WORK INSTRUCTIONS =>
Please give, exactly as they appear below, the line with "Note: point out the wooden plank" and every line after it through the final one, and nothing else.
[[ WORKING DATA, beginning ]]
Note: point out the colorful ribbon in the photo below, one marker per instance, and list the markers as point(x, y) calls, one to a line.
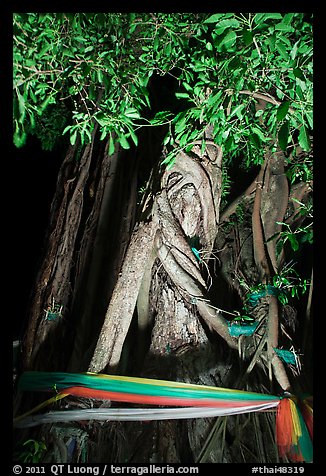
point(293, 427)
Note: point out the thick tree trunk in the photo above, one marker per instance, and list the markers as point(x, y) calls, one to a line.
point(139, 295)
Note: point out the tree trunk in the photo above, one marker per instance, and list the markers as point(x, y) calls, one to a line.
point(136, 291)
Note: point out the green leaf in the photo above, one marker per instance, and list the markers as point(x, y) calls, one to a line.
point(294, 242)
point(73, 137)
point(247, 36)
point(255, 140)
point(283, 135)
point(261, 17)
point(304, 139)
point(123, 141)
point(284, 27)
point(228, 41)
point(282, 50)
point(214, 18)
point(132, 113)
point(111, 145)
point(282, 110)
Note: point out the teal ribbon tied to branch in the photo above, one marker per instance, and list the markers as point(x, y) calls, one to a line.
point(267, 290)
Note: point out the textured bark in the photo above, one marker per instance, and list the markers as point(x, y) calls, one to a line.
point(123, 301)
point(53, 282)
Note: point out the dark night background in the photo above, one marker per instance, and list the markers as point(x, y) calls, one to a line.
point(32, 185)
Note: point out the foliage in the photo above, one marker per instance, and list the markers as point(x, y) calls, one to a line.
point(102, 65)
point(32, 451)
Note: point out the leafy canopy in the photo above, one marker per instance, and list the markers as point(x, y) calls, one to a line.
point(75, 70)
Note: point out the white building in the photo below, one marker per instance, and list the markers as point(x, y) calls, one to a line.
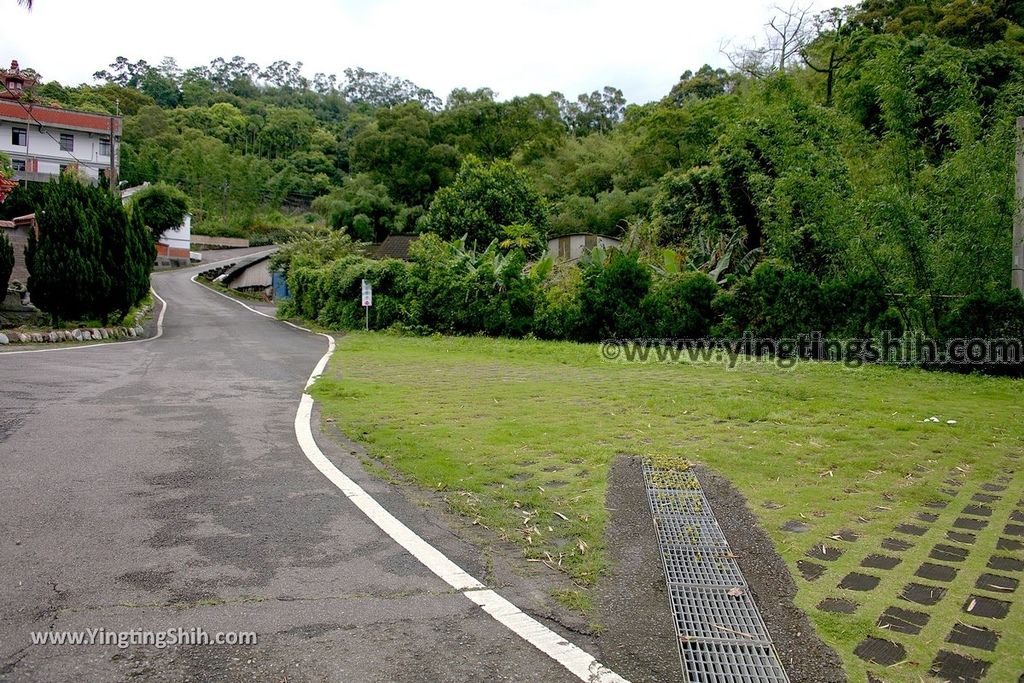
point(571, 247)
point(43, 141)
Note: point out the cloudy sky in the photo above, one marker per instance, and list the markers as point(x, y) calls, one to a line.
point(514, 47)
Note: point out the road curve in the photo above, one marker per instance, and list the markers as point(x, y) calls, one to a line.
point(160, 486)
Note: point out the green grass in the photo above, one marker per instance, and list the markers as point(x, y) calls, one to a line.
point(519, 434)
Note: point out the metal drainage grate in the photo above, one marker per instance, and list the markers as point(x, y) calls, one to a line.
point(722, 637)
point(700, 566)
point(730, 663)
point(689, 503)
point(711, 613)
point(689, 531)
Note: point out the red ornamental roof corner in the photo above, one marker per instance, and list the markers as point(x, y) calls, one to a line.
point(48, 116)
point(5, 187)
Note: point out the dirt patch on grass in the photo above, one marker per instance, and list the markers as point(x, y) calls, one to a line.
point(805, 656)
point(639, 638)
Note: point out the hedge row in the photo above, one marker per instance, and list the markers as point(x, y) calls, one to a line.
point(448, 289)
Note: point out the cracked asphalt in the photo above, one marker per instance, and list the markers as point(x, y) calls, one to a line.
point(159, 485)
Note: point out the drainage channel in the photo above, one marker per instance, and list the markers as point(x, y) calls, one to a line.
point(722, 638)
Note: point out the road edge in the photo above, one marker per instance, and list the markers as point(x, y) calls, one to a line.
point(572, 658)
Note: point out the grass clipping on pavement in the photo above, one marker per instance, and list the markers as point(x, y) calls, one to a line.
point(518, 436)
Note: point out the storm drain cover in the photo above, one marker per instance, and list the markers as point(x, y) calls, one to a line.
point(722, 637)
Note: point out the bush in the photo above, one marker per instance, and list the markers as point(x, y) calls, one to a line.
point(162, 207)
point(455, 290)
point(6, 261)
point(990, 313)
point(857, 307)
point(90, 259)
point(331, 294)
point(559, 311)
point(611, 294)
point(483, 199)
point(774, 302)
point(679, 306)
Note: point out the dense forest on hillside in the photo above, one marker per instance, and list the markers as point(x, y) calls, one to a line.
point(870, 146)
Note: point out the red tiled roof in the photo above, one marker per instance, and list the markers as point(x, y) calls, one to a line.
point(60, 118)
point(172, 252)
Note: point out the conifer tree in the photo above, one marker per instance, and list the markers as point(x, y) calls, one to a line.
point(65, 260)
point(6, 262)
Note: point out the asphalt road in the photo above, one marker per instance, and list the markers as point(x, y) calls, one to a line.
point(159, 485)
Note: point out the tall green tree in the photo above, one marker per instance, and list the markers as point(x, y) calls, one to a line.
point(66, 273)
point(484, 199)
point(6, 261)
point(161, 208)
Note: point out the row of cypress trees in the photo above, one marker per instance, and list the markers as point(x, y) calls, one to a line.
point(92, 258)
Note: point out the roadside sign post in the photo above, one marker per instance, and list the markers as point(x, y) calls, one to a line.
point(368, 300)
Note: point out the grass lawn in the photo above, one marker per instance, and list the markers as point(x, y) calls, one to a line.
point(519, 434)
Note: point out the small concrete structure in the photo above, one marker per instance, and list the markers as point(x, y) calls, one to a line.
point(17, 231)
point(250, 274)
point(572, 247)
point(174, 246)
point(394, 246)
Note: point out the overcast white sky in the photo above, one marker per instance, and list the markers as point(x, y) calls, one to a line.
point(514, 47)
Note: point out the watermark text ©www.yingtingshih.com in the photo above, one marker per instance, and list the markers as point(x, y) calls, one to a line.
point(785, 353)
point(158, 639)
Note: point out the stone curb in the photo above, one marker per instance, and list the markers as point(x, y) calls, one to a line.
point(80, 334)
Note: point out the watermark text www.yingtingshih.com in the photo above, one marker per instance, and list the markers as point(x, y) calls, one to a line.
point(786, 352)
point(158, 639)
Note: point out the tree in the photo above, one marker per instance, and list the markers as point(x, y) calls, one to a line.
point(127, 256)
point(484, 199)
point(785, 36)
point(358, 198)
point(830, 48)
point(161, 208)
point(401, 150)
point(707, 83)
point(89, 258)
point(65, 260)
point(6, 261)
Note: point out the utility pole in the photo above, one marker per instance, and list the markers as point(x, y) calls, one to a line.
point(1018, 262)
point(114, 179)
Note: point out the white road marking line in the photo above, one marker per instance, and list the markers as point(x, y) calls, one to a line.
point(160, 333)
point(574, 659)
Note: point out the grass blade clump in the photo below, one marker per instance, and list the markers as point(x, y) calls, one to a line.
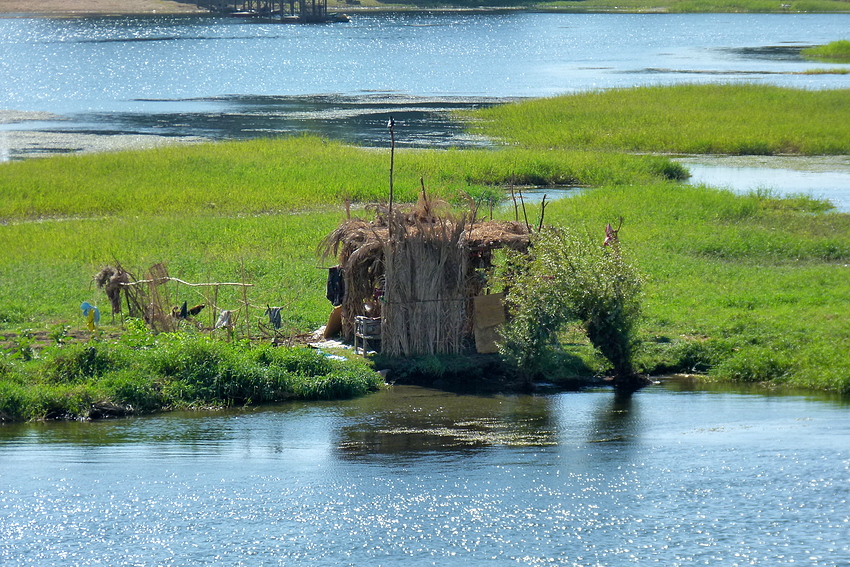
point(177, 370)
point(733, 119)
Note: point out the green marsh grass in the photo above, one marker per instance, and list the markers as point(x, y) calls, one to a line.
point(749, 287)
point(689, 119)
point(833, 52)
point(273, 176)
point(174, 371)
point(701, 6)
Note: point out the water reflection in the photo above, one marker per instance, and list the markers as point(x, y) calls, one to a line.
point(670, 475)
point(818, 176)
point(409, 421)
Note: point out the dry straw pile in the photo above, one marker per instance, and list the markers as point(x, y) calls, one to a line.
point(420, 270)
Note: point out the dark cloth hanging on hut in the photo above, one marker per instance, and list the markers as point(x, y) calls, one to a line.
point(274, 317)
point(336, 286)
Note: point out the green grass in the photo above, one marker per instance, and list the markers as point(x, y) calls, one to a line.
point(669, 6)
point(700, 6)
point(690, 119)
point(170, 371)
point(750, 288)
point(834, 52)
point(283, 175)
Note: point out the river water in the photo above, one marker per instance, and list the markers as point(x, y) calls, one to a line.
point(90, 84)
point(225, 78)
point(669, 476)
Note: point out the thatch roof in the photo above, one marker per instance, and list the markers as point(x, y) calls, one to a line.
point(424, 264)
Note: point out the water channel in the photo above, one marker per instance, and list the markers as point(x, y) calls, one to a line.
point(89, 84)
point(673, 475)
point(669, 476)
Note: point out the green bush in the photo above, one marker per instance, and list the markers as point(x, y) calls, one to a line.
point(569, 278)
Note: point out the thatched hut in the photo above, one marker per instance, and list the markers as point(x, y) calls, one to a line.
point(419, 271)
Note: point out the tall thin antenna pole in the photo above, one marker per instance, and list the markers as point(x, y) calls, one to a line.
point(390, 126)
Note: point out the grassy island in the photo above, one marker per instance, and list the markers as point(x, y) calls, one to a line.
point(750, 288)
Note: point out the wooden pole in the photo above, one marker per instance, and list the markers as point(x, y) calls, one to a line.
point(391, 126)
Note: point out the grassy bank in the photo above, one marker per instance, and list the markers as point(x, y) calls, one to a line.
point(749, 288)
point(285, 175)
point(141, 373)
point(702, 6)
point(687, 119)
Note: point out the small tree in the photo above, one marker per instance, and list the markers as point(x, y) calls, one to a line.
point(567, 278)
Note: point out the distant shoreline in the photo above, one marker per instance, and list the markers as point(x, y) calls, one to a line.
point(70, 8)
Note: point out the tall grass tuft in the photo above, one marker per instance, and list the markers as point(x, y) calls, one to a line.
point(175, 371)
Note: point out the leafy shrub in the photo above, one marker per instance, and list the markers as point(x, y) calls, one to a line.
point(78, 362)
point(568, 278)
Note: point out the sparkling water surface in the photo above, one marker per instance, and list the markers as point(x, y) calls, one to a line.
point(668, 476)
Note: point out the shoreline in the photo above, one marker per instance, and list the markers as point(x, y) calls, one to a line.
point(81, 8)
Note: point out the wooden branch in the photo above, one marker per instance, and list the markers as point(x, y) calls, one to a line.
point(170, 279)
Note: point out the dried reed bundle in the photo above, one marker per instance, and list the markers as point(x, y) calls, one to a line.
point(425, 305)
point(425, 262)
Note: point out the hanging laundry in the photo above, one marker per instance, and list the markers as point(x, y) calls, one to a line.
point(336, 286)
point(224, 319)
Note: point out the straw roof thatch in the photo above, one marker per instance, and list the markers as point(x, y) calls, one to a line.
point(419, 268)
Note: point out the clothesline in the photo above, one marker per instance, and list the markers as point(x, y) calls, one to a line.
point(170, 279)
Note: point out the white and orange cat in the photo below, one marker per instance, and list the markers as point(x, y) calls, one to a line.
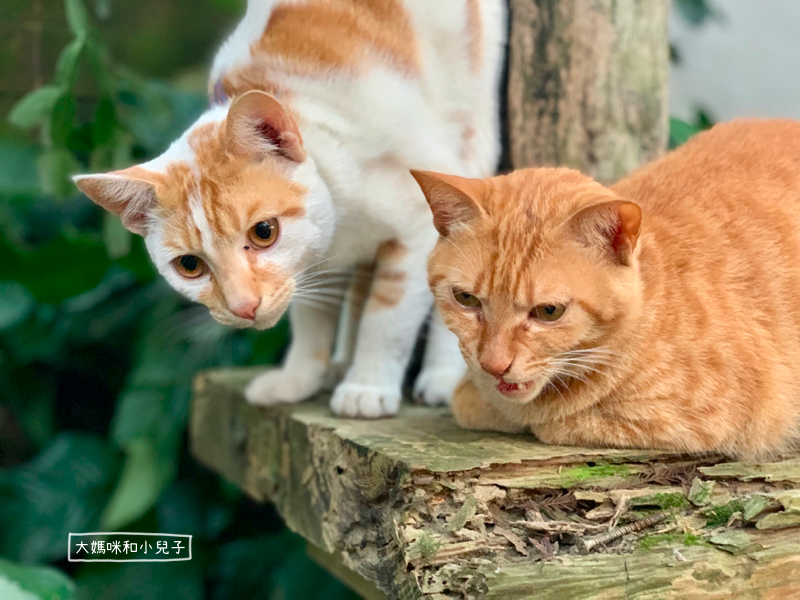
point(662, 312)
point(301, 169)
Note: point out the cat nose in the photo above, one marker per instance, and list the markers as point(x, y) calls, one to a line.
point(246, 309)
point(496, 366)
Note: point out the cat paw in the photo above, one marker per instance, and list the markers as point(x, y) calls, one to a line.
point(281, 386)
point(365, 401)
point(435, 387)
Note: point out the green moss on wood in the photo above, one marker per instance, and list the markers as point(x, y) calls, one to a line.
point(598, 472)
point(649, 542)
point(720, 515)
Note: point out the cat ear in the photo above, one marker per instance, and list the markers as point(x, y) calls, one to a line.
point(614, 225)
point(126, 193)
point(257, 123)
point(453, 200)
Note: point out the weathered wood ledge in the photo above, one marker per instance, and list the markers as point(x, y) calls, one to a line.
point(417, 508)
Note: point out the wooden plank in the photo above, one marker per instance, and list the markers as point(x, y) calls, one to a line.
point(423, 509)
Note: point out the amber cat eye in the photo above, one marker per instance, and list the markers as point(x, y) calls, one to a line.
[[ WORKING DATA, end ]]
WRITTEN SOLUTION =>
Note: point out the wooden plank in the photo above, one marker per instance, and list the markers as point(x, y) calls, one to a line.
point(423, 509)
Note: point out the amber cat eye in the photo above, one marker per instance, and list the markers as point(x, y) calls, one to a line.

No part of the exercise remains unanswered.